▶ [What the task asks] Below are records; reproduce exactly the lines from the one that has "Q: innermost point of each instance of the gravel" through the one that has "Q: innermost point of each instance of the pine", ends included, and nothing more.

Stored items from a collection
★ ★ ★ ★
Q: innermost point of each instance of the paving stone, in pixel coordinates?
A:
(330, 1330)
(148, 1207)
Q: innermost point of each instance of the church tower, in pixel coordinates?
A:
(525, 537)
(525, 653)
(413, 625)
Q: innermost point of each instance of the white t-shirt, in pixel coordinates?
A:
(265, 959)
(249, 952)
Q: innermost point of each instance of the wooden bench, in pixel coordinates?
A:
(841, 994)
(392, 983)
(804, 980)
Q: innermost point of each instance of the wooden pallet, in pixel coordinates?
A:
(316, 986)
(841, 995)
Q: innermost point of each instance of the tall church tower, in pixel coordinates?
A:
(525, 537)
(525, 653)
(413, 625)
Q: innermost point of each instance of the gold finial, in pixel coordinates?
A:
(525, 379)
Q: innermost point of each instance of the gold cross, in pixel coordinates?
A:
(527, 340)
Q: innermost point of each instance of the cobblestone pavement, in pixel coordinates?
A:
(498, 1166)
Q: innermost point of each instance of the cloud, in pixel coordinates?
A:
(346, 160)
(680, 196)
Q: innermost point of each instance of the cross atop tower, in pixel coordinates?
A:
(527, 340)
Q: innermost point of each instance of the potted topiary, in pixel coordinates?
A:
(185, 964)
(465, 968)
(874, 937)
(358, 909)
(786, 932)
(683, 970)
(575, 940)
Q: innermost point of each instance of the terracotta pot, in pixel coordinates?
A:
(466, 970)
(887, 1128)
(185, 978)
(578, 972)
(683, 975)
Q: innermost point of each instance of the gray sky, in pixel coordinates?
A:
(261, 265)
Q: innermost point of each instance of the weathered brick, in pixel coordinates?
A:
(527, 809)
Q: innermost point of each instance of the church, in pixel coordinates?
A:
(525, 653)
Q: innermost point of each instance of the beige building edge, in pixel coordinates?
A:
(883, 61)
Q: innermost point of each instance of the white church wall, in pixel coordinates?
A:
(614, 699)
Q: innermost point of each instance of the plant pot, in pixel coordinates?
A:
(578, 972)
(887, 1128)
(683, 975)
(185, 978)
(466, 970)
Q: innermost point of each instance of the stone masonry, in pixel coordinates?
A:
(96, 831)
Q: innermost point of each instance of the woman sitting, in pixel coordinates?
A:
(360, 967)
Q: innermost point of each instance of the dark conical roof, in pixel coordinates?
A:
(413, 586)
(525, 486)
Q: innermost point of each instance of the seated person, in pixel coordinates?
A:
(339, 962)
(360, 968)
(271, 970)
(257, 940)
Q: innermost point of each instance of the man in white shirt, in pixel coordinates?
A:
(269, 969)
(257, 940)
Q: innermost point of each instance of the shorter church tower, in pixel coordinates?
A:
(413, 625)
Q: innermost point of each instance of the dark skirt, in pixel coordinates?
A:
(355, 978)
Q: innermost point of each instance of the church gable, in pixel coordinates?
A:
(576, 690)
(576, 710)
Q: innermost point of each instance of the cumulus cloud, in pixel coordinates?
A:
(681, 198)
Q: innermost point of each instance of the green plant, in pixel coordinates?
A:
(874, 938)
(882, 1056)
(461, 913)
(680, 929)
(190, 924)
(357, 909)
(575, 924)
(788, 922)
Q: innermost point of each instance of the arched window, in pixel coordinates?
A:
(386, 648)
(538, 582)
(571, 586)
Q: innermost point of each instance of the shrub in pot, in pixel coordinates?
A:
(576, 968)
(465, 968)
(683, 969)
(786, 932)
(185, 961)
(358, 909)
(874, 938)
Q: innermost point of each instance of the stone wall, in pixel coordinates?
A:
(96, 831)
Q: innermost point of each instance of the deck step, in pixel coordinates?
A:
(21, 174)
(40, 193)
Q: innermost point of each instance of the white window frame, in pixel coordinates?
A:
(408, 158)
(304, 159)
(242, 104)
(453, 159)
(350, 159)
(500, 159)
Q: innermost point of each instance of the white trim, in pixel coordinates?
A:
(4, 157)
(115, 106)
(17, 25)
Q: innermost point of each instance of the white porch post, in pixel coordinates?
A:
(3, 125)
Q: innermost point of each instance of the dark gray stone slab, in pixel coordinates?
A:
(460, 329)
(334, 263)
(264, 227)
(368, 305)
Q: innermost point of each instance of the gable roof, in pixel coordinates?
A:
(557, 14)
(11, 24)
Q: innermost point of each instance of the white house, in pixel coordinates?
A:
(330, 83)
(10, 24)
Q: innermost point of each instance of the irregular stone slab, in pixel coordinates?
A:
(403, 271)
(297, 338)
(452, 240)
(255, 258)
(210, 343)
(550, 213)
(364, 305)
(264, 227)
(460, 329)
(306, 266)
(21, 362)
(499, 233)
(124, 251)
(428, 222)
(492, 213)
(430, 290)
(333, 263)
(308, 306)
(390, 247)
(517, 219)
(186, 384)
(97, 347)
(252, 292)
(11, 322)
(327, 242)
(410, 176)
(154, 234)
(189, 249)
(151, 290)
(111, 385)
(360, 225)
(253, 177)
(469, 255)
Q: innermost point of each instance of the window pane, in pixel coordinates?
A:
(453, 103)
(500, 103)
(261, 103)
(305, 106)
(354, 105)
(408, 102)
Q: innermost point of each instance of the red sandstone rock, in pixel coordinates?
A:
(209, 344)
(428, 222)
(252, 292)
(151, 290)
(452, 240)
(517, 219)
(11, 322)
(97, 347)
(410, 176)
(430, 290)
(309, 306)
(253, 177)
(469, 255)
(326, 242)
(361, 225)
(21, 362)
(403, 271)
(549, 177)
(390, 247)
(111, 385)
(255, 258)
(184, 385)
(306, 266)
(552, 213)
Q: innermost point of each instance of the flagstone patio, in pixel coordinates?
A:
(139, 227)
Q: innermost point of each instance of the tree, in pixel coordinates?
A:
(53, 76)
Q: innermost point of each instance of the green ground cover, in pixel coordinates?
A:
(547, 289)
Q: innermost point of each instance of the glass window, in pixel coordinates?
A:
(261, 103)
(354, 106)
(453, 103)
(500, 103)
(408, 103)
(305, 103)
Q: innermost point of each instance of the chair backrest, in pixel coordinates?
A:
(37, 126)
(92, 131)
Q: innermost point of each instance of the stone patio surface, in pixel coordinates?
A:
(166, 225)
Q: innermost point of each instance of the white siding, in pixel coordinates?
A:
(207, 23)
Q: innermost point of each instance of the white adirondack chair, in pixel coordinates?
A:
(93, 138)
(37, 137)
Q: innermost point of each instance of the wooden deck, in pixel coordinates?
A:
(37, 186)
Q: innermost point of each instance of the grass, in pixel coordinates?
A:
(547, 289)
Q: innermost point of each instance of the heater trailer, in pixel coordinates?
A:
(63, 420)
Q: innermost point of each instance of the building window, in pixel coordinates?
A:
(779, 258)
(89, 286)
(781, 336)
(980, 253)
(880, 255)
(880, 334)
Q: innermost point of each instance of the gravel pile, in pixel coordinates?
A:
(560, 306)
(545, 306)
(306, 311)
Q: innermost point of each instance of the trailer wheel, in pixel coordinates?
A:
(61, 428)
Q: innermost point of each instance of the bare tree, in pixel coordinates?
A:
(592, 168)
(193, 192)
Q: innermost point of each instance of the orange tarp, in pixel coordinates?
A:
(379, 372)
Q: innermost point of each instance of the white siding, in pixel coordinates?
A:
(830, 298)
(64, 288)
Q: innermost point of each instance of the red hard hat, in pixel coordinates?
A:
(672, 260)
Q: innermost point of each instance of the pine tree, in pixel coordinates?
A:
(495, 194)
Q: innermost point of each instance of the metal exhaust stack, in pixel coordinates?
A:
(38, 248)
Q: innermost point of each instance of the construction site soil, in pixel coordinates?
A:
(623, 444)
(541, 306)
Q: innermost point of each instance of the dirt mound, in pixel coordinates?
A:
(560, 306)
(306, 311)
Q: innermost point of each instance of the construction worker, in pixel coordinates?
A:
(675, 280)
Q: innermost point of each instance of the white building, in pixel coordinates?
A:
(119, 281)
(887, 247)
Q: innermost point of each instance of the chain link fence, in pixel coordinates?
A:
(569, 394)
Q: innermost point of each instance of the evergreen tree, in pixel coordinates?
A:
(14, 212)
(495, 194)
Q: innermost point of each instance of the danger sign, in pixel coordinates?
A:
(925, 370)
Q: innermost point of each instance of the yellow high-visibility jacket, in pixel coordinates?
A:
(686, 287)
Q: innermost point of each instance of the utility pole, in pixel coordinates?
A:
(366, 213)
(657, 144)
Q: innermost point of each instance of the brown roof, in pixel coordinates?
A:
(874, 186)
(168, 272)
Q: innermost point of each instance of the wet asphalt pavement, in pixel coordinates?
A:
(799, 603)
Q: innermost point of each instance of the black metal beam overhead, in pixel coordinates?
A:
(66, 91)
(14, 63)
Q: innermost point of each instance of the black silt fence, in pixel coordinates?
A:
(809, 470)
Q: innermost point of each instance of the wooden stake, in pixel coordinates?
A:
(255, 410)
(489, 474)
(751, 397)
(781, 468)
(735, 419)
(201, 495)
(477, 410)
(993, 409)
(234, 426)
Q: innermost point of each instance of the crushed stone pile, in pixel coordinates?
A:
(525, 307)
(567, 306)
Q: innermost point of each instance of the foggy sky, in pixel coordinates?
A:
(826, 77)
★ ★ ★ ★
▶ [Finished task]
Q: innermost point of each instance of the gravel pile, in pixel coordinates?
A:
(560, 306)
(545, 306)
(306, 311)
Q: innermost point of each instance of the trailer wheel, in pixel coordinates?
A:
(61, 428)
Q: innermost point of each instance of the bare tree, in pixel coordinates?
A:
(592, 168)
(193, 192)
Q: innermost point of each instance of the orange tarp, in pixel coordinates?
A:
(379, 372)
Q: innermost point of each instance of the white siding, in pixel coordinates?
A:
(830, 298)
(64, 288)
Q: innermost point of each instance of the red hard hat, in pixel coordinates?
A:
(672, 260)
Q: innermost point of each instance of the pine tree, in pixel coordinates?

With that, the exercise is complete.